● **Exercise 1**:
In the essay on censoring Schiele, what was The Young Ladies of Avignon originally called?
● **Exercise 2**:
Return word for word the part of the essay on censoring Schiele starting with "The Egon Schiele." and going on through "his expressionist form.".
● **Exercise 3**:
Carry the essay on censoring Schiele further from the point where it stops.
* Start Given text *
Shelley’s Art Musing – “Cover up that bosom, which I can’t endure to look on”. (Tartuffe, Molière)

The Egon Schiele. The anniversary show is due to start in February 2018 with exhibits in Vienna, London, Hamburg and Cologne. It will display the main aspects of his work and his shunning of traditional art practices of his time, break taboos and exploring spirituality through his expressionist form.

If you are unaware of Schiele’s work, he was an Austrian artist working in the early part of the 1900’s.  His work is recognised for its raw intensity and sexuality.  He produced many self portraits, some of which were nudes.  The subjects of his work drawn with twisted body shapes and a unique line which made his work an early contender for the expressionist art movement.

With this in mind and 100 years after the death of Schiele, we are still seeing censorship of his work, and I am led to the question, why?

The advertising campaign for this exhibit first opened this question up for me, with Schiele’s artwork being heavily censored.

I could just see this as a very clever marketing ploy and move on, but I don’t believe that it is.  Schiele’s work is provocative and unashamed in its presentation, so why is it when it is displayed outside of the confines of a museum or art gallery is it subject to such censorship?

Sexuality within art is a fine line to tread.  If it is deemed “conformist” in that the subject is demur in nature and in an “acceptable” pose the art work on display is almost unseen and not out of place, we are quite used to seeing sculptures like Michelangelo’s David, or Botticelli’s Birth of Aphrodite on postcards or greeting cards, so why not Schiele?  It is after all just the human form, and we are all human, so why is there a need for such censorship?

The art world very often butts heads with the marks of decency or good taste in its hunt for freedom of expression and exploration of taboo subjects.  This means that art will always come up against the confines of what censorship boards will allow, but can censorship go too far?

Artists throughout history have been subjected to this same confine which sees their work either covered, as Schiele work has been, mutilated to be more audience friendly, or renamed to give a different take for what is on the canvas.

For example, if we look at the work of Picasso, specifically The Young Ladies of Avignon.

Pablo Picasso , The Young Ladies of Avignon, 1907. Cubism. Oil on canvas, 243.9 x 233.7 cm. Museum of Modern Art , New York.

This piece was originally called The brothel of Avignon, but was renamed by Andre Salmon in an attempt to lessen the scandalous impact that this painting would cause.

Picasso, never liked this name, and always referred to the painting as the “brothel painting”.  But “would a rose by any other name smell as sweet…”
* End Given text *
* Start Supplied information *
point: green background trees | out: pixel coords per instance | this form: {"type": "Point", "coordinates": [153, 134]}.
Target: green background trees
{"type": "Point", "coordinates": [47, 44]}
* End Supplied information *
● **Response 1**:
The brothel of Avignon.

● **Response 2**:
The Egon Schiele. The anniversary show is due to start in February 2018 with exhibits in Vienna, London, Hamburg and Cologne. It will display the main aspects of his work and his shunning of traditional art practices of his time, break taboos and exploring spirituality through his expressionist form.

● **Response 3**:
The name and content of the picture would always be controversial and while this painting is now considered the seminal piece in cubism and modern art, its original reception was not as highly regarded.

This does lead to the question of trending censorship, while it is accepted that nudity and sexuality will always push the boundaries of the censorship boards, will there come a time when it is considered to be immoral to show drinking or smoking within art work.  Could we see small black boxes over the works of Degas, Picasso, Balthus, Magritte and Hamilton be censored because they depict habits which are now being frowned upon within society?

Of course, this is taking censorship to the absolute extreme, but this type of act isn’t unheard of.  Merriam-Webster defines censorship as “the practice of officially examining books, movies, etc., and removing things that are considered to be offensive, immoral, harmful to society, etc.” We have seen extreme censorship in the past, most notably the Nazi book burning of may 1933.  This act saw books which were subversive to the Nazi regime burnt.  Seeing any texts which were  Jewishpacifistreligiousclassical liberalanarchistsocialist, and communist, among others burned in the street. The first books burned were those of Karl Marx and Karl Kautsky.

I say that this is the extreme, and it really is, and some artists, have tried mock the censorship panels through their work.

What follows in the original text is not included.